→ **A block of data**
▶

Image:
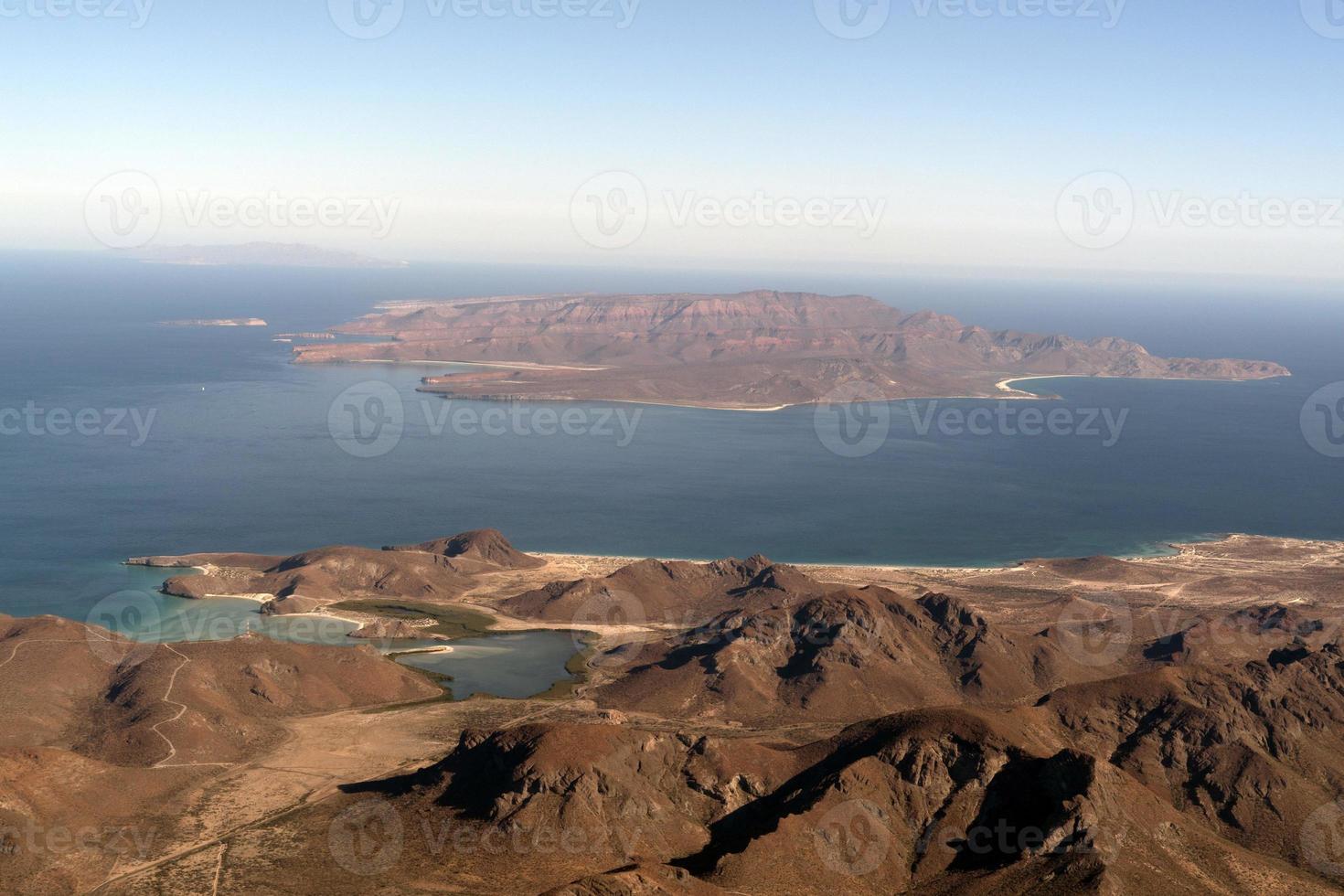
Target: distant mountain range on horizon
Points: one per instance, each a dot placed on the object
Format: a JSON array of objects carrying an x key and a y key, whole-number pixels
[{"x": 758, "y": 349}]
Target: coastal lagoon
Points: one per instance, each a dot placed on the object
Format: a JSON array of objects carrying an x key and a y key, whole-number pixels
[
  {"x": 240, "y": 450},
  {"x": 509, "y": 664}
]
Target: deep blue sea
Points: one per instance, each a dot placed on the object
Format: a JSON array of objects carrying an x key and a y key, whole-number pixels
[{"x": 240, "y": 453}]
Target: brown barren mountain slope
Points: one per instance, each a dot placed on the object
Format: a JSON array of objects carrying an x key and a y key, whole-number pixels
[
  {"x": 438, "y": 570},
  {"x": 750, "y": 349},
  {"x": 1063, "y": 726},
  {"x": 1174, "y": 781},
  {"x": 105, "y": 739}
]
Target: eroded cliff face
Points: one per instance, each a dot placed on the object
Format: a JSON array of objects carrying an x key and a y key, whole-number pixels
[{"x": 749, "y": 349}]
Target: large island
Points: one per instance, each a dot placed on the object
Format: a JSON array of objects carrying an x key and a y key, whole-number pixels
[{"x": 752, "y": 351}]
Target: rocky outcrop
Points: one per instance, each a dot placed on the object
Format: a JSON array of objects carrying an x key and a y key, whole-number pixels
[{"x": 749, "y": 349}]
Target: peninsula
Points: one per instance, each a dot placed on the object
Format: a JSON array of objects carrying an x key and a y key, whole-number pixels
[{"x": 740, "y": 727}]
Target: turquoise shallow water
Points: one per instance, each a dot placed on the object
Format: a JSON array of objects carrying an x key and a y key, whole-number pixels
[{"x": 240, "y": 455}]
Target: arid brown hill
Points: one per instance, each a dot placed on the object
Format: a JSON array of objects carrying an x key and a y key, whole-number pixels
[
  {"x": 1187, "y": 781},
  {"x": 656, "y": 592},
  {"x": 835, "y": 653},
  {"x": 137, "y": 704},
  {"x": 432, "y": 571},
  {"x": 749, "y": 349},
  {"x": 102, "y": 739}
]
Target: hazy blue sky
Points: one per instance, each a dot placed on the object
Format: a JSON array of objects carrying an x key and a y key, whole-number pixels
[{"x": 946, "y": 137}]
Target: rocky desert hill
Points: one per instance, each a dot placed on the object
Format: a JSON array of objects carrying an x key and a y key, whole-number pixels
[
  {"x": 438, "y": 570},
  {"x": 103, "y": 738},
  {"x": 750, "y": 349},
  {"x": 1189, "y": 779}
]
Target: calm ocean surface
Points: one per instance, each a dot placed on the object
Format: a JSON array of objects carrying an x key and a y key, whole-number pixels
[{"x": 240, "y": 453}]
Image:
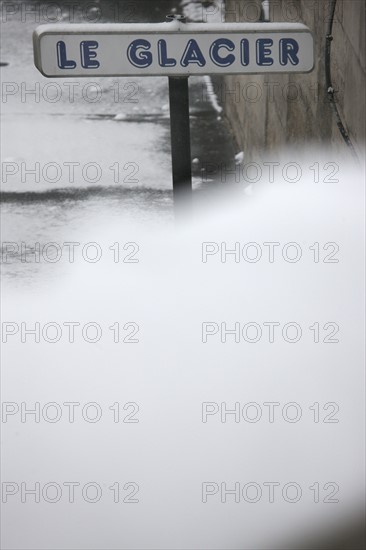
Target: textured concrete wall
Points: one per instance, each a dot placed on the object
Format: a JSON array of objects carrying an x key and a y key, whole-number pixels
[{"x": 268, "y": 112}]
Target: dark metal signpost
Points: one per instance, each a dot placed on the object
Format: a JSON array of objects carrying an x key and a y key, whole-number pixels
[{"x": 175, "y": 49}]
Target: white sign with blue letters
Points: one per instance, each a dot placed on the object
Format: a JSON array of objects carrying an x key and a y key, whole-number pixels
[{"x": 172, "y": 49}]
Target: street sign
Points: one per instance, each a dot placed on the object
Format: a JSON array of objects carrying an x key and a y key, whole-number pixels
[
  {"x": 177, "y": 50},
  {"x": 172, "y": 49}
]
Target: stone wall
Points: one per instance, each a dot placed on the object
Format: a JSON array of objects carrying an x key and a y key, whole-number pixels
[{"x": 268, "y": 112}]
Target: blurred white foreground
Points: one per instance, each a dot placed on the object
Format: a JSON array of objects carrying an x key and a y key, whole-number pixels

◀

→ **TO DO**
Rewrite all the records above with "whole-number pixels" replaced by "integer pixel values" and everything else unchanged. Omit the pictures from your answer.

→ **TASK RESPONSE**
Image:
Target: distant mountain range on horizon
Points: one per instance, each a dot placed on the object
Format: a JSON array of objects carrying an x key and a y key, integer pixel values
[{"x": 758, "y": 349}]
Target: coastal lagoon
Points: one per instance, each a dot placed on the object
Format: a JSON array of objects carrying an x key and a y key, integer pixel values
[
  {"x": 240, "y": 450},
  {"x": 509, "y": 664}
]
Target: deep blue sea
Points: one per instance, each a dot placed on the object
Format: a JSON array of objects carrying an x key and a y key, integer pixel values
[{"x": 240, "y": 453}]
Target: brown barren mountain slope
Points: one per instance, each a dot placed on the object
Format: a JSON array of objects carrying an x key and a y key, integer pixel values
[
  {"x": 438, "y": 570},
  {"x": 750, "y": 349},
  {"x": 1063, "y": 726},
  {"x": 1174, "y": 781},
  {"x": 105, "y": 739}
]
Target: eroded cliff face
Points: one per instance, each a dot placed on the object
Format: a JSON array of objects carrying an x key and a y key, integer pixel values
[{"x": 749, "y": 349}]
Target: large island
Points: one per instance, each a dot placed on the object
Format: a JSON array of objects carrying an x key and a y key, integer pixel values
[{"x": 752, "y": 351}]
Target: rocky outcrop
Points: one per instance, each a dot placed on the object
Format: a JSON array of objects carrying an x key and a y key, integer pixel values
[{"x": 749, "y": 349}]
Target: peninsula
Points: one per instance, each a dot placed on the object
Format: a JSON array of objects carrying an x key and a y key, integer pixel values
[{"x": 740, "y": 727}]
Target: turquoise shallow water
Points: one per instance, each a dot placed on the object
Format: a JSON array of objects carrying an x key and a y key, integer pixel values
[{"x": 240, "y": 455}]
Target: arid brown hill
Points: one per instance, each a dot placed on the object
Format: a JSON array of objects carrying an x key and a y key, integer pixel values
[
  {"x": 1187, "y": 781},
  {"x": 656, "y": 592},
  {"x": 835, "y": 653},
  {"x": 137, "y": 704},
  {"x": 432, "y": 571},
  {"x": 749, "y": 349},
  {"x": 102, "y": 739}
]
Target: hazy blue sky
Points: one per instance, each a dot placed on the object
Format: a JSON array of objects carrying an x key and a y key, integer pixel values
[{"x": 946, "y": 137}]
Target: rocky desert hill
Points: one per instance, each a dot placed on the object
Format: a JSON array of objects carrying an x key and a y key, integer pixel values
[
  {"x": 438, "y": 570},
  {"x": 103, "y": 738},
  {"x": 750, "y": 349},
  {"x": 1189, "y": 779}
]
Target: calm ocean surface
Points: one per instance, each a dot placed on the object
Format: a JSON array of objects carrying an x key and a y key, integer pixel values
[{"x": 240, "y": 453}]
Image:
Target: textured concrete wall
Points: one per instance, each a dot placed on the object
Format: a JSON array of objects carrying an x key and a y key, integer pixel values
[{"x": 268, "y": 112}]
Target: dark metal signpost
Points: one per instance, each a dot placed on the object
Format: a JSON array of objects carrying an x key and a y key, integer pixel values
[{"x": 175, "y": 49}]
Target: white sign with blue letters
Points: one per instance, each a dot placed on the object
Format: a JSON array of objects carrying an x key and a y key, integer pixel values
[{"x": 172, "y": 49}]
Target: street sign
Points: one per instance, each a dot placed on the object
Format: a JSON array of objects carrying an x key and a y key, integer pixel values
[
  {"x": 177, "y": 50},
  {"x": 172, "y": 49}
]
Target: stone wall
Points: one per instance, each a dot placed on the object
Format: a JSON array of objects carrying an x key and a y key, integer pixel values
[{"x": 268, "y": 112}]
Target: blurred white foreground
Points: one per instance, each a dot placed on the object
Format: a JSON array of objects carrying an x key and a y key, integer pixel values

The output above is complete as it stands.